TASK DIRECTIONS> Every record is to be copied unchanged, except that its pictures are removed.

※

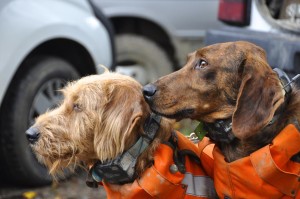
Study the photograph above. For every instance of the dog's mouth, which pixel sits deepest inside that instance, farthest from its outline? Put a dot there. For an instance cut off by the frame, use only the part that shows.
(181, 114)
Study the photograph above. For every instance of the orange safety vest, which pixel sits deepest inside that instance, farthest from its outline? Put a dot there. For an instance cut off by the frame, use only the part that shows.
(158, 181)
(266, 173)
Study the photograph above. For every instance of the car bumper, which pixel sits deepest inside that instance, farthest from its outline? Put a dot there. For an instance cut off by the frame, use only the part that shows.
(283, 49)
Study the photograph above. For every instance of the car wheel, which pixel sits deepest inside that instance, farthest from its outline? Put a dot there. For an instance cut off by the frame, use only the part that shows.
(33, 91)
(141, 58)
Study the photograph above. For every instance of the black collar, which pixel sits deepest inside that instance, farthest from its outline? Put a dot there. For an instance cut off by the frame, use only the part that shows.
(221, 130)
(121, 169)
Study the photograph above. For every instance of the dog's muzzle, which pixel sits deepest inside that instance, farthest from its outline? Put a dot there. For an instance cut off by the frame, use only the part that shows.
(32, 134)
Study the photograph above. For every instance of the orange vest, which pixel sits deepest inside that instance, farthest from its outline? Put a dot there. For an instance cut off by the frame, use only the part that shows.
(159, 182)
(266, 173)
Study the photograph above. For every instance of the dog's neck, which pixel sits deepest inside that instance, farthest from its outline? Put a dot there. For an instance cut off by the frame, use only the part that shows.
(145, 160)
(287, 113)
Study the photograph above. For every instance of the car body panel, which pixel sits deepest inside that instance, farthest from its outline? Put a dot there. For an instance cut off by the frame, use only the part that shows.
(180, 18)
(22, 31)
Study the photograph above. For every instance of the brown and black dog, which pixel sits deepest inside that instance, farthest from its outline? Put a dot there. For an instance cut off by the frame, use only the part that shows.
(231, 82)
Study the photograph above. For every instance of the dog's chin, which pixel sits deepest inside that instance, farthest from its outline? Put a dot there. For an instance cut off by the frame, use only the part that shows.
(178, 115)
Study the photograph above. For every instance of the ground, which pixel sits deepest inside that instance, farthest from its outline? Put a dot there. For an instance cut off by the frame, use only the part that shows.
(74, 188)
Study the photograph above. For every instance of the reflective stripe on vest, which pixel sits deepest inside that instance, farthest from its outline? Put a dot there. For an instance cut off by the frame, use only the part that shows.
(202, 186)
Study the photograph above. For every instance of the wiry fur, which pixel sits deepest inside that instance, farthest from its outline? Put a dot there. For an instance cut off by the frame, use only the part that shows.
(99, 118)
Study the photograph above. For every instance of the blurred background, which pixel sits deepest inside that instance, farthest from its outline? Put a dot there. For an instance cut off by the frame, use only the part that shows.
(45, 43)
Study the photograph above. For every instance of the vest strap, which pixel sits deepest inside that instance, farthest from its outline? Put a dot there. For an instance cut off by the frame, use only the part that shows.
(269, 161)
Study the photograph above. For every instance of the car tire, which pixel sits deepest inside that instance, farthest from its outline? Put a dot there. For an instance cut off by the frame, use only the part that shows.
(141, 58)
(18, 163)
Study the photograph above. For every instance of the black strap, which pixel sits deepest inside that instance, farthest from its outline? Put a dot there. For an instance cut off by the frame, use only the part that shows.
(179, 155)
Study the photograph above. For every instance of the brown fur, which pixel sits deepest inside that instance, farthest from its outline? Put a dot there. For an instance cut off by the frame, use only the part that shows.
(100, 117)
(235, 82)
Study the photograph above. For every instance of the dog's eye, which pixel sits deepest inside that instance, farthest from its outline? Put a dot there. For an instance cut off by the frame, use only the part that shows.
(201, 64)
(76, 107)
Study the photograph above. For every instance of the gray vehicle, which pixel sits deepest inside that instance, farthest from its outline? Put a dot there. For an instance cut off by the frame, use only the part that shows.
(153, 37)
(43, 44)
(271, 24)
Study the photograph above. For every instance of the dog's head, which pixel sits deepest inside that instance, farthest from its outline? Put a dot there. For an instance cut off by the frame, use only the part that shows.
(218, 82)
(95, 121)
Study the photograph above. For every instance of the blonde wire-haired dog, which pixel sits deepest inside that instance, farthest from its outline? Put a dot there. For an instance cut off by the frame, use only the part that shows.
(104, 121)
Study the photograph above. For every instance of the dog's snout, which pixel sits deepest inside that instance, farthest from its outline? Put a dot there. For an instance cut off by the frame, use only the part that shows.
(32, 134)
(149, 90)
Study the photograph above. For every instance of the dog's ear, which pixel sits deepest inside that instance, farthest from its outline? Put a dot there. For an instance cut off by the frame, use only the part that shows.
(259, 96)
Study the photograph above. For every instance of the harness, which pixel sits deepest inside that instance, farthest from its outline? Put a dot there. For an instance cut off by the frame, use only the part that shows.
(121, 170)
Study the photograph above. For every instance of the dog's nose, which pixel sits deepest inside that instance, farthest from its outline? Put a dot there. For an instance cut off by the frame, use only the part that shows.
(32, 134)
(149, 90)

※

SOLUTION FOR THIS EXERCISE>
Study the photograph above. For every instance of the dog's mouth, which pixel sits deepest inside that instance, farthest from its outline? Put a dot there. For an instance cut off by the frame, use only the part that shows.
(181, 114)
Study the photograph above. For every instance of the orange safety vest, which pixel sits deepest inside that instance, farthest from its outline? Put a dot there. For an instance cut off by the frame, use only the part that shows.
(158, 181)
(266, 173)
Study the photograph above. For every instance of the car bumper, which pixel sits deepest inside that instance, farthest from its outline? Put a dot there. For an instance cut off by the frame, use only the part that shows.
(283, 49)
Study the photograph above. For every instance of the car wheel, which pixel sits deepest inside that instance, farthest from its outline? Put a dot there. For an instance cut off by the frame, use only the part that shows.
(33, 91)
(141, 58)
Study the photograph above. For every instance of the black collar, which pixel sits deepest inside that instance, farthest from its outline? Put a dot there. For an instance cut off by the frame, use only the part that shows.
(221, 130)
(121, 169)
Study the photograph above. For every instance of the dog's muzzle, which pixel sits deepest inside that instance, farthest from its outline? Put a dot there. For an instance cut off by the frame, use only the part that shows.
(32, 134)
Study the photograph above. For every instance of the orange vest, which pixel sits deepest inside that instance, farthest from its outline? Put a dot there. For an instance cut off by the frame, use only the part that shows.
(159, 182)
(266, 173)
Study the photograph above. For every instance of the dog's neck, which pixel sits deepest inside that instance, farthest from its outline? Put a dot there. For an instance cut off by the frame, use only the part that shows.
(145, 160)
(287, 113)
Study the photograph above. For every instance of the car body panel, which pixel sits deepest inside that instance, farthest from its outline? Put a dot there. For an instance cut off by the frame, use only the part that shows.
(180, 18)
(22, 31)
Study the photograph above. For every instance of the brown and black dog, which pixel sits deepest inside that instance, farthest from its outline? Put a dot there. For an instance cut off by the frame, use only the part that shows.
(231, 82)
Study the photograph above. For every instance of the dog's chin, which pixel sits deepest inside that instance, farthest from its outline? Put a dot there. For an instance cut off by the frame, use only the part that shows.
(178, 115)
Study the photograph above. For every instance of the ground, which pixel sits deepest inside that instance, farthest from its outline? Put a dot there. For an instance cut off by the frame, use only the part that shows.
(74, 188)
Study the photograph above. For every instance of the reflective stripe on vest, which pixel sits deepest inside that instance, farthest from its outline? Put a dot there. For an instance cut off by the frame, use only the part that shows.
(202, 186)
Study the photograph above. For every instance of the wiry fur, which pixel sits deepest inside that instance, farthest from its outline? Put a dot there. For an instance cut off by the frame, use only the part that shows.
(99, 118)
Study the photograph above. For every instance of the blurred background, which pixel sits deepest inside that instance, farthest from its outline? Put a dot there. For an instance cut off by the frame, use only the part that shows.
(45, 43)
Study the photograph above. For every instance of the vest strap, which pixel sits deepest inside that instance, farthest from its outline? Put a dot there. For an instance cut off by the frame, use only the part that shows.
(269, 161)
Study the photograph above. For every instance of the car tire, which pixel sits deepest inside that instance, farthest from its outline? Put a dot there. For an instance cut off by the frame, use only the part that shows.
(141, 58)
(18, 163)
Study the photograph above. For every instance of the black strap, which pixel sits deepest inside that instance, farthest from its outline? Put a dot there. For an instance cut off by the frame, use only the part that shows.
(179, 155)
Study the photograph above. For every instance of the brown fur, which pixel sits deepest inside that instance, farthest from its outline? Put a dot there. For an instance cut off by the frame, use only the part that shows.
(100, 117)
(235, 82)
Study the photograph above. For every instance of the dog's eye, which pixel sits deepest inside that instance, farthest from its outline? Put a dot there. For an instance cut off by the frame, use only the part that shows.
(201, 64)
(76, 107)
Study the photograph above. For every instance of the gray vehicle, which pixel sits deepest inside that instance, farthest from its outline? Put a dot there. For an instance cut off by the frame, use only the part that shows.
(153, 37)
(43, 44)
(271, 24)
Study the photograph above. For every instance of the dog's head, which pixel sits deepest inside that instance, farthest from its outline? Put a dot there. For an instance cut off by the frame, use only the part that shows.
(218, 82)
(95, 121)
Study the photograph above. For every instance of the blonde wire-haired dog, which pixel sits deepest inside that instance, farthest from its outline? Put a dot there. For an instance cut off by the frame, use only the part that shows.
(104, 121)
Study the photograph above. For every instance of the dog's snout, which pixel sits deepest inside that instance, farthest from its outline? Put a dot there. For an instance cut off by the frame, use only the part that shows.
(32, 134)
(149, 90)
Study the photograph above. For every instance of the dog's ear, which pixel sits deepest inside that instance, farthest from its outline? Put a dot there. For an instance cut off by the frame, use only the part that shows.
(259, 96)
Study the photograph above. For every instance of the harness, which pixel sits deepest inside that instance, farthest from its outline? Put a dot there. For an instance cut off by the frame, use only the part that shows.
(121, 170)
Study the photograph above. For every instance of the dog's nose, which pixel sits deepest inside that instance, farthest from its outline? Put a dot there. For an instance cut off by the frame, use only the part that shows.
(32, 134)
(149, 90)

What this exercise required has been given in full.